February 2023

“Happy are they who follow the teaching of the Lord.” Psalm 119:1

Dear Redeemer Family:

For this month I picked the above text for a couple of reasons. First, I thought it would be ironic. It is the first verse of the longest psalm. Psalm 119 has 176 verses. I thought that it would be good for the shortest month; February. Second, it can also be translated, “Happy are those whose way is blameless, who walk in the law of the Lord.” I liked the above translation better. It’s shorter. And third, as we finish January and move into February, the Gospel lessons are mostly going to be from St. Matthew’s account of the Sermon on the Mount. The Sermon on the Mount is the greatest “teaching sermon” that Jesus gave us.

The Bible is filled with teachings and lessons. In the Old Testament, everyone thinks of the Ten Commandments as an example, if not the main example. As far as the laws of God, during the time of the Babylonian Captivity, the Jews added up all of the laws in the Old Testament, and came to a sum total of 613. Most Jewish groups still maintain that number. But Jesus sums them all up into one (and a second that is like it), which is in the Old Testament (Deuteronomy 6:4-5): In the NRSV, “Hear, O Israel: The Lord is our God, the Lord alone (not a particularly good translation of “The Lord your God is One.”)” You shall love the Lord your God with all your heart, and with all your soul, and with all your might.” In that, all of the laws of Moses and the teachings of the prophets are summed up. And, of course, the one that is like it: “Love your neighbor as yourself.” I like it better. It’s shorter. You don’t have to remember 613, nor 10, nor even 2, just one really.

··········

Exercise 1: According to the February letter, what total did the Jews reach when they added up all of the laws in the Old Testament during the Babylonian Captivity?
Exercise 2: Set down, word for word, the part of the February letter that opens with the words containing "February 2023" and closes with "Jesus gave us.".

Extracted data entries
··········

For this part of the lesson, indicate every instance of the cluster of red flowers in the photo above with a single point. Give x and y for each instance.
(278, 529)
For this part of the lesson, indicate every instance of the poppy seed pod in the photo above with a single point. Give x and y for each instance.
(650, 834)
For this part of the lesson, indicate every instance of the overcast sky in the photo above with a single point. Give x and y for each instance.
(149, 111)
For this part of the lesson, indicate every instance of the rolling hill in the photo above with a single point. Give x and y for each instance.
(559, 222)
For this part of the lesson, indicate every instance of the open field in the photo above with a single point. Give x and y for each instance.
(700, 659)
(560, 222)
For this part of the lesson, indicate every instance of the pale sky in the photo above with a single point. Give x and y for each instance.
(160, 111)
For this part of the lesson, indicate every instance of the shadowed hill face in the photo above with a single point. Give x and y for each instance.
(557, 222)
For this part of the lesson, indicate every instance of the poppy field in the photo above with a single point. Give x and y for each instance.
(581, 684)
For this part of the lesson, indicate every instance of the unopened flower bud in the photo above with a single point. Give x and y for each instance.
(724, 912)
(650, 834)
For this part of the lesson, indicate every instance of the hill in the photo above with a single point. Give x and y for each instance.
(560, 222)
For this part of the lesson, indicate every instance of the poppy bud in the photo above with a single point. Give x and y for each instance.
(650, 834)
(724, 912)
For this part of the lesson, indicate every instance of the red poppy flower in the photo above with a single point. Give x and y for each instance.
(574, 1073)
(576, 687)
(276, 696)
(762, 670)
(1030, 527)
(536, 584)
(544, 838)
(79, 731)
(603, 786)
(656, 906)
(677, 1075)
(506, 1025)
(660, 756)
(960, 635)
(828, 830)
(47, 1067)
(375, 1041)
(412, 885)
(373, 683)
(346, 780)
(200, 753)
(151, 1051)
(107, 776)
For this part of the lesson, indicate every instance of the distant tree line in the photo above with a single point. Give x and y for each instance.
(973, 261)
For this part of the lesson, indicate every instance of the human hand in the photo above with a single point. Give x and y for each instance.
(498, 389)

··········

Response 1: 613

Response 2:
February 2023

“Happy are they who follow the teaching of the Lord.” Psalm 119:1

Dear Redeemer Family:

For this month I picked the above text for a couple of reasons. First, I thought it would be ironic. It is the first verse of the longest psalm. Psalm 119 has 176 verses. I thought that it would be good for the shortest month; February. Second, it can also be translated, “Happy are those whose way is blameless, who walk in the law of the Lord.” I liked the above translation better. It’s shorter. And third, as we finish January and move into February, the Gospel lessons are mostly going to be from St. Matthew’s account of the Sermon on the Mount. The Sermon on the Mount is the greatest “teaching sermon” that Jesus gave us.